Records from a point labeling set:
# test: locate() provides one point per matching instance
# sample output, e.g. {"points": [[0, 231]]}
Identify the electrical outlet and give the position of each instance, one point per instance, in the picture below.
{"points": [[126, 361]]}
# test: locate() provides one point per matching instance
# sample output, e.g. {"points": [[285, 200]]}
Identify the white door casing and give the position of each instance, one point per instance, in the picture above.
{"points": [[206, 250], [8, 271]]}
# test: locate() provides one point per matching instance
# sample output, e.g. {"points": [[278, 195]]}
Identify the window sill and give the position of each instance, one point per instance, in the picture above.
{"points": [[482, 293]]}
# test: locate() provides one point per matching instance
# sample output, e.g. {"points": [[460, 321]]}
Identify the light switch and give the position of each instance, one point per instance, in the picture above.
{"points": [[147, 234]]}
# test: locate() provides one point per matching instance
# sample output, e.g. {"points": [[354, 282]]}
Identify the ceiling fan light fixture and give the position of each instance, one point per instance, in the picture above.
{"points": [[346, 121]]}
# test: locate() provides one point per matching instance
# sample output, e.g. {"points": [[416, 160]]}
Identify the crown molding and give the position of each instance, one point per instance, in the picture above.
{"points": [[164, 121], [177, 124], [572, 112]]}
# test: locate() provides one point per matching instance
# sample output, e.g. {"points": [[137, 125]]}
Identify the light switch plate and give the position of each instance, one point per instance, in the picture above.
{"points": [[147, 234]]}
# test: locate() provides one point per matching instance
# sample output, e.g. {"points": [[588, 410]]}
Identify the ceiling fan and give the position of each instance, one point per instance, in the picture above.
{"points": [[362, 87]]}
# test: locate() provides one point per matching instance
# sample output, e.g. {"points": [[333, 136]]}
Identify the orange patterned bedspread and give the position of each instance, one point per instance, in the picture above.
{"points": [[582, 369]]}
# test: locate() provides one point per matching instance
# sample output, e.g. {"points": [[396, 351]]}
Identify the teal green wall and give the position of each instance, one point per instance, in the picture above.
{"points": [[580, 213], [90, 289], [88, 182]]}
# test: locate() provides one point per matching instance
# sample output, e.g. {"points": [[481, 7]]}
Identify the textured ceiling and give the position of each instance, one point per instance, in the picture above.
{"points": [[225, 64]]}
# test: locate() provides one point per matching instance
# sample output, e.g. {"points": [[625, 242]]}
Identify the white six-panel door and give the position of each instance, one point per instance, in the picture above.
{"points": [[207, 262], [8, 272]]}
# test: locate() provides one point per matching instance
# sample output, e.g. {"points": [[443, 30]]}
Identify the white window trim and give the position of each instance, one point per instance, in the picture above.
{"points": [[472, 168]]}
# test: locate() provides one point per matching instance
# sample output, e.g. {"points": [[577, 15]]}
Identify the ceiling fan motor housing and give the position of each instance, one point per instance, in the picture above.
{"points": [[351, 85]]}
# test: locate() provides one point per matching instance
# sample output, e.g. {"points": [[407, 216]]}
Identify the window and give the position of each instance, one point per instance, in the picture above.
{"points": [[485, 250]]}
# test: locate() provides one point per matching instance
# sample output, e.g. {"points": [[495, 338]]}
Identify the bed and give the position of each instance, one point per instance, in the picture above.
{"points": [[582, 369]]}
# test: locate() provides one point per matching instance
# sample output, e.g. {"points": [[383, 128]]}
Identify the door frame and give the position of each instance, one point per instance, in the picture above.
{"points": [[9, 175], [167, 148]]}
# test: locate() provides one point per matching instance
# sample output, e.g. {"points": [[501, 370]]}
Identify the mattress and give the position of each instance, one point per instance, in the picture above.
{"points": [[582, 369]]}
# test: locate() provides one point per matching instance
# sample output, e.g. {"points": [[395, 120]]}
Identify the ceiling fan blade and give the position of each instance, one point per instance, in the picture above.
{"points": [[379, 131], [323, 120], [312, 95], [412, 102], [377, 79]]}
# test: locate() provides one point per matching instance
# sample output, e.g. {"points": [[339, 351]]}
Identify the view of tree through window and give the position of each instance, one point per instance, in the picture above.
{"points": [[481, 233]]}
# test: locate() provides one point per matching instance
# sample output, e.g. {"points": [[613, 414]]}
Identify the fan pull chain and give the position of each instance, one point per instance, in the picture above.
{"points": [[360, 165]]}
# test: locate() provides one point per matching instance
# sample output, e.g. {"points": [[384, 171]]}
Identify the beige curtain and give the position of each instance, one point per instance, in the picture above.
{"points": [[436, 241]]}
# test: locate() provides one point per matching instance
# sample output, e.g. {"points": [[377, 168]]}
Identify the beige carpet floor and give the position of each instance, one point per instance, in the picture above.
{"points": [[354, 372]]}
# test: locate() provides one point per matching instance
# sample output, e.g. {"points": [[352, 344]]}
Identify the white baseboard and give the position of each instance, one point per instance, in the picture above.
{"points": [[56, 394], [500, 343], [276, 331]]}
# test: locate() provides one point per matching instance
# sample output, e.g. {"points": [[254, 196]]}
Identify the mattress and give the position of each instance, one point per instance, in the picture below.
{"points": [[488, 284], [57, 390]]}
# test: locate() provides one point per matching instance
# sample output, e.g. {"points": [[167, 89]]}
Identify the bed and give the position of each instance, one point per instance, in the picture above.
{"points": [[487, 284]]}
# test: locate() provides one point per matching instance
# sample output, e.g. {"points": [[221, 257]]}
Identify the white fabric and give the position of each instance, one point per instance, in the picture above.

- Aim of the task -
Transcribe the whole listing with nothing added or left out.

- Final result -
# test: locate() provides one point per matching instance
# sample output, e.g. {"points": [[0, 231]]}
Identify the electrical outlet and give the position of each instance, one point per instance, in the picture below.
{"points": [[126, 361]]}
# test: locate() provides one point per matching instance
# sample output, e.g. {"points": [[285, 200]]}
Identify the white door casing and give the position of each instance, one point per instance, in the picture above.
{"points": [[206, 250], [8, 271]]}
# test: locate() provides one point per matching instance
# sample output, e.g. {"points": [[278, 195]]}
Identify the window sill and give the position of each instance, one point per instance, in the picture above.
{"points": [[482, 293]]}
# test: locate() provides one point per matching instance
# sample output, e.g. {"points": [[460, 321]]}
Identify the light switch and give the position of each instance, one point per instance, in the picture above.
{"points": [[147, 234]]}
# test: locate() provides one point per matching instance
# sample output, e.g. {"points": [[354, 282]]}
Identify the ceiling fan light fixture and give the position of each instance, one point per instance, in the picture above.
{"points": [[346, 121]]}
# test: locate() provides one point per matching instance
# sample output, e.g. {"points": [[416, 160]]}
Identify the crown molding and give the position of each instance, one point per instance, in the picture above.
{"points": [[164, 121], [177, 124], [572, 112]]}
# test: locate() provides one point per matching instance
# sample output, e.g. {"points": [[137, 125]]}
Identify the light switch plate and give the position of each instance, one point per instance, in the picture above.
{"points": [[147, 234]]}
# test: locate() provides one point per matching instance
# sample output, e.g. {"points": [[588, 410]]}
Identify the ceiling fan and give the position of each instance, one point per instance, in the picture above.
{"points": [[362, 87]]}
# test: locate() provides one point per matching instance
# sample output, e.g. {"points": [[333, 136]]}
Identify the orange patterned bedspread and give the position of each instance, one point per instance, in the picture above.
{"points": [[582, 369]]}
# test: locate() provides one point per matching instance
# sample output, e.g. {"points": [[396, 351]]}
Identify the teal green wall and give the position of each instance, one point per instance, in the picture above.
{"points": [[580, 213], [90, 289], [88, 182]]}
# test: locate() provides one point per matching instance
# sample output, e.g. {"points": [[481, 7]]}
Identify the textured ceiling and give the position of each instance, one point per instance, in the picture above.
{"points": [[225, 64]]}
# test: locate() provides one point per matching instance
# sample output, e.g. {"points": [[625, 242]]}
Identify the white six-panel door and give the position of each instance, one point per instance, in the picture above.
{"points": [[207, 262], [8, 272]]}
# test: locate() provides one point per matching instance
# sample output, e.g. {"points": [[443, 30]]}
Identify the white window trim and give the position of each instance, one point per instance, in the picture above.
{"points": [[472, 168]]}
# test: locate() provides one point per matching instance
# sample output, e.g. {"points": [[577, 15]]}
Identify the ceiling fan motor housing and give the position of each instance, one point per instance, in the picture above.
{"points": [[351, 85]]}
# test: locate() provides one point per matching instance
# sample output, e.g. {"points": [[407, 216]]}
Identify the window and give the position of each instance, one point per instance, in the picture above.
{"points": [[485, 250]]}
# test: locate() provides one point per matching instance
# sample output, e.g. {"points": [[495, 338]]}
Identify the bed and give the position of each instance, one point per instance, in the picture above.
{"points": [[582, 369]]}
# test: locate() provides one point per matching instance
# sample output, e.g. {"points": [[383, 128]]}
Identify the door frame and give the position of each instance, one point per instance, in the picture above.
{"points": [[9, 175], [167, 148]]}
# test: locate() provides one point per matching instance
# sample output, e.g. {"points": [[501, 370]]}
Identify the mattress and give the position of each instance, one point per instance, in the picture above.
{"points": [[582, 369]]}
# test: locate() provides one point per matching instance
# sample output, e.g. {"points": [[395, 120]]}
Identify the ceiling fan blade and give the position of each instance, one point per instance, in the picture above.
{"points": [[379, 131], [323, 120], [312, 95], [412, 102], [377, 79]]}
# test: locate() provides one point per matching instance
# sample output, e.g. {"points": [[339, 351]]}
Identify the view of tree through window and give the position of each instance, one point per instance, in the picture above.
{"points": [[481, 233]]}
# test: locate() provides one point per matching instance
# sample output, e.g. {"points": [[613, 414]]}
Identify the fan pull chain and give the position of each instance, one point per instance, in the picture above.
{"points": [[360, 165]]}
# test: locate() provides one point per matching instance
# sample output, e.g. {"points": [[384, 171]]}
Identify the beige curtain and give the position of each instance, one point per instance, in the picture above.
{"points": [[436, 241]]}
# test: locate() provides one point per matching instance
# sample output, e.g. {"points": [[377, 168]]}
Identify the beige carpet floor and give the position of each instance, one point per instance, in the picture above.
{"points": [[354, 372]]}
# test: locate() provides one point per matching instance
# sample output, e.g. {"points": [[352, 344]]}
Identify the white baseboard and give the position of each instance, one point per instance, in the picture above.
{"points": [[56, 394], [500, 343], [276, 331]]}
# test: locate() provides one point per matching instance
# sample output, e.g. {"points": [[254, 196]]}
Identify the mattress and give the position of each instance, one point per instance, in the picture below.
{"points": [[488, 284], [57, 390]]}
# test: locate() provides one point per matching instance
# sample output, e.g. {"points": [[167, 89]]}
Identify the bed and give the position of each instance, one point per instance, in the picture above.
{"points": [[487, 284]]}
# test: locate() provides one point per matching instance
# sample output, e.g. {"points": [[221, 257]]}
Identify the white fabric and give the position of each instance, one point per instance, in the picture above.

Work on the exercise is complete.